* **What you are asked to do**
Output the lines of the entries below beginning at the one with "of the utility" and ending with the last, exactly as written and without pictures.

[Location labeling records]
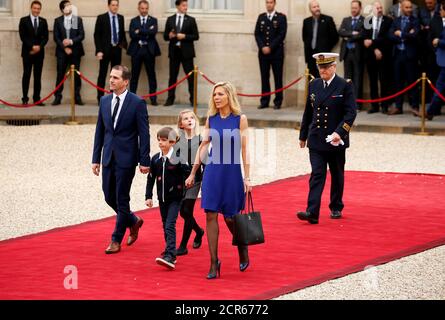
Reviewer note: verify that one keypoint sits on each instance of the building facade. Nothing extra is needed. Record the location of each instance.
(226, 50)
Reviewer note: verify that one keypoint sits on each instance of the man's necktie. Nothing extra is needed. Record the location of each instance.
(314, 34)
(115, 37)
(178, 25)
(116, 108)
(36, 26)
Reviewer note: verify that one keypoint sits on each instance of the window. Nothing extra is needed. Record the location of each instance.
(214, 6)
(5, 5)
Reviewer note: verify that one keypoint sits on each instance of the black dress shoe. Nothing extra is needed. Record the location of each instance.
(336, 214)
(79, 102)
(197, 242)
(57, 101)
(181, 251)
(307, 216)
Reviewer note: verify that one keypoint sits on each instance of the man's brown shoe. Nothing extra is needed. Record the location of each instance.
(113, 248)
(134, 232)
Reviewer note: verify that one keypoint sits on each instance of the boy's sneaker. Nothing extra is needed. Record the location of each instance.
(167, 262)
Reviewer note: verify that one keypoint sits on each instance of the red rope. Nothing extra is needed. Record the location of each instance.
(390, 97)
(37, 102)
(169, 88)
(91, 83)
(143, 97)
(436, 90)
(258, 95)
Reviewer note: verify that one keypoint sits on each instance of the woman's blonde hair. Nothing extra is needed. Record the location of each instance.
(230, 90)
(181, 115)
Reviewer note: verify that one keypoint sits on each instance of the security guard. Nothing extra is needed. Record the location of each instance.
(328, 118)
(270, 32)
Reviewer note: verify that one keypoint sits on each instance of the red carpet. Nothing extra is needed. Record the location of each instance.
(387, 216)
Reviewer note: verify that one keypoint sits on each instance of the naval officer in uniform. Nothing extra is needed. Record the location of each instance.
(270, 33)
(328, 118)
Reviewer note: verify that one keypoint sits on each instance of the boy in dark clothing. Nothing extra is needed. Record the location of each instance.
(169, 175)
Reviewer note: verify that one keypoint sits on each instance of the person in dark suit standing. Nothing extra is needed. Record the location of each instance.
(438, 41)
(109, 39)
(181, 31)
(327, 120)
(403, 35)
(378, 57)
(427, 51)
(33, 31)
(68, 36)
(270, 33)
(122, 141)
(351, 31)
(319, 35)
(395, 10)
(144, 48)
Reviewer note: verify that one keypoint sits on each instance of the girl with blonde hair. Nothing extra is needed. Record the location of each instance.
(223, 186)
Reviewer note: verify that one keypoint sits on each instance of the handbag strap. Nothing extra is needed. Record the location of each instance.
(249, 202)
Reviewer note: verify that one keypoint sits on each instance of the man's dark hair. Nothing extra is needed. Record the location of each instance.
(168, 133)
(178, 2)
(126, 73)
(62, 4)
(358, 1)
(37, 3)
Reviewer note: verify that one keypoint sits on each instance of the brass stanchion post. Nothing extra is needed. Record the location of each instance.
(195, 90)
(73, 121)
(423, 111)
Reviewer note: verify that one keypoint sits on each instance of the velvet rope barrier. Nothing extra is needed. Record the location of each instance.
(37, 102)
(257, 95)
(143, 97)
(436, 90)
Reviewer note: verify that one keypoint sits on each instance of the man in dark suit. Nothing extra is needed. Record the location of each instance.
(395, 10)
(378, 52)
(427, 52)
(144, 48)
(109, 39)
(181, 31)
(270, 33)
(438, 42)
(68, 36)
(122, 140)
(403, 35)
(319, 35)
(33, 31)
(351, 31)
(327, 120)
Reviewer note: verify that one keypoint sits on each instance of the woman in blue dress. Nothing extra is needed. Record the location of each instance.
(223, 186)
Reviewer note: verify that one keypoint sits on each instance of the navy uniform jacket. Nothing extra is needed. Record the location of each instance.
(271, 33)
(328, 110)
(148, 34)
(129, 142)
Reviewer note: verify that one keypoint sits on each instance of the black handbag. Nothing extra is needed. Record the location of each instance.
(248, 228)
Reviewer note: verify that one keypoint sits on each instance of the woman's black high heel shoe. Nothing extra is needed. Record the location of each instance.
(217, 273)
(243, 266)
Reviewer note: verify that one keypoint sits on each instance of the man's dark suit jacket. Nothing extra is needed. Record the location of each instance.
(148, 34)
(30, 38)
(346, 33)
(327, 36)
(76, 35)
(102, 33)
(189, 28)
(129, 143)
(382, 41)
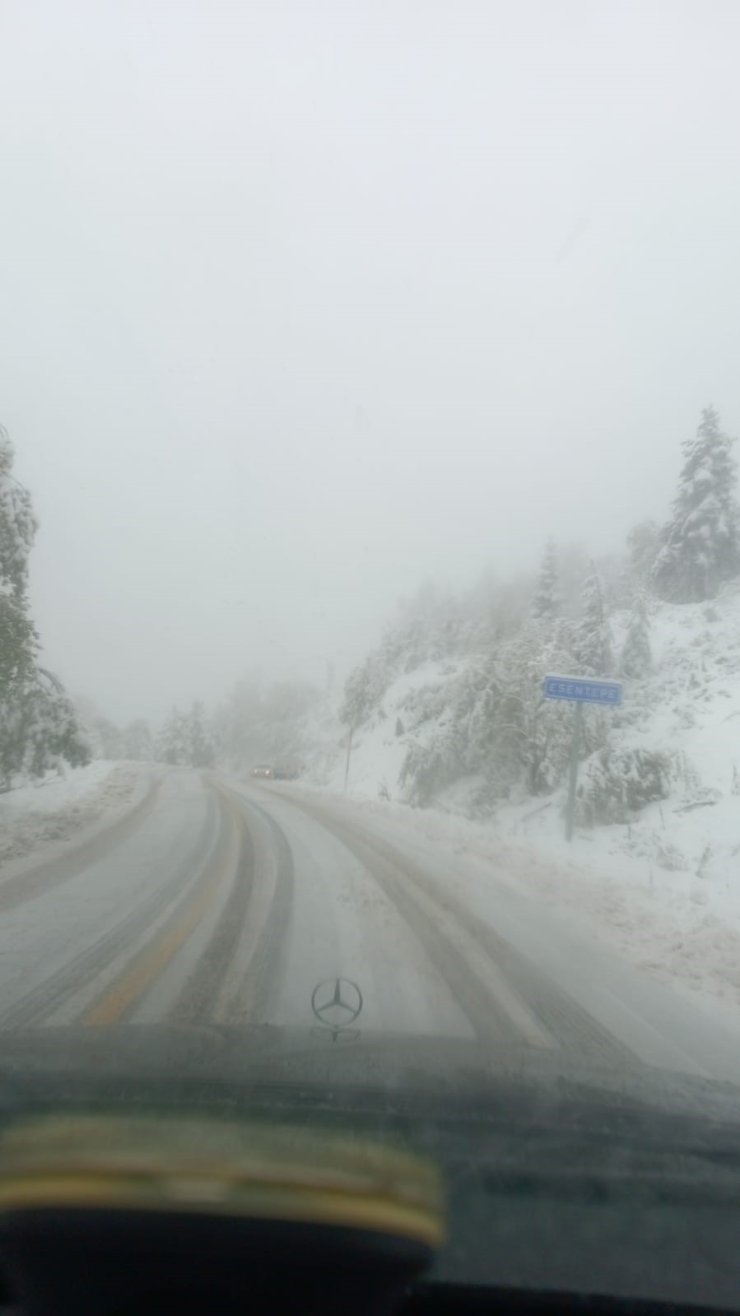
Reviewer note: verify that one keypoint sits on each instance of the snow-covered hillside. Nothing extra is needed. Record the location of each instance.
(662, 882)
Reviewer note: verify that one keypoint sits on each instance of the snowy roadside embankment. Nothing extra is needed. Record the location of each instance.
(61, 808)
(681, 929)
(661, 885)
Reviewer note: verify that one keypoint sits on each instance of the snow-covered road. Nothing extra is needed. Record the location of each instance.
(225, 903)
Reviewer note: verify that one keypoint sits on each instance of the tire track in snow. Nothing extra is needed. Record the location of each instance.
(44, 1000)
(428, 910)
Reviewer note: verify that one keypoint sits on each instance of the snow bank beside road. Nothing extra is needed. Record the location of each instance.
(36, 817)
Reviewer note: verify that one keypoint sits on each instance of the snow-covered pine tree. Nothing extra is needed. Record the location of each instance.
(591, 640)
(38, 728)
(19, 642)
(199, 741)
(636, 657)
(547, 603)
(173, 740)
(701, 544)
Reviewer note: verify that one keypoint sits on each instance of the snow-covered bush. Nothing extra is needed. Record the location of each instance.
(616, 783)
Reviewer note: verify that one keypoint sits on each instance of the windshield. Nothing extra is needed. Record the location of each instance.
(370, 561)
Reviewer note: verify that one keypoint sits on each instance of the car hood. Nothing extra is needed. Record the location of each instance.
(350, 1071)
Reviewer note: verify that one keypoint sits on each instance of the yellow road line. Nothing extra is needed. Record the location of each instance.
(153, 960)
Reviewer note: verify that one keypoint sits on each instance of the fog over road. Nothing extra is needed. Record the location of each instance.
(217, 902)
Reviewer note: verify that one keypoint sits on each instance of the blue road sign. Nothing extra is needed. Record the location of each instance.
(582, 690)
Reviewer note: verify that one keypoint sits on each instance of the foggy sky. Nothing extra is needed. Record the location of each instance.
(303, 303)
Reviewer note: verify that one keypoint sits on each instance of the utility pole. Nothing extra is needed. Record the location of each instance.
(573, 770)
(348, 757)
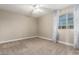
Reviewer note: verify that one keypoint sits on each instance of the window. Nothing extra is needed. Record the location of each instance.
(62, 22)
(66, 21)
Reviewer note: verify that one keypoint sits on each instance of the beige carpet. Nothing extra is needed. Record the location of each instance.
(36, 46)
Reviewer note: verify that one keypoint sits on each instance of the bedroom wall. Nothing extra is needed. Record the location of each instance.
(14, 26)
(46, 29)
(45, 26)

* **Correct output**
Reviewer note: verify that one keypoint sits on each instance of the utility pole. Nothing extra is needed. Record the location of each instance.
(573, 770)
(348, 757)
Reviewer note: verify that one keypoint sits on each instance of the window. Nothing extra is needed. Record the location of each instance.
(62, 22)
(66, 21)
Reviewer note: verify that one keypoint sits on each instance of the beige carpet. Nothing extra is needed. Record the location of each instance.
(36, 46)
Reviewer note: verify that one keypoint sits on each instance of the bedroom wall. Nothing extra is needed. Record the location of each instance.
(14, 26)
(46, 29)
(45, 26)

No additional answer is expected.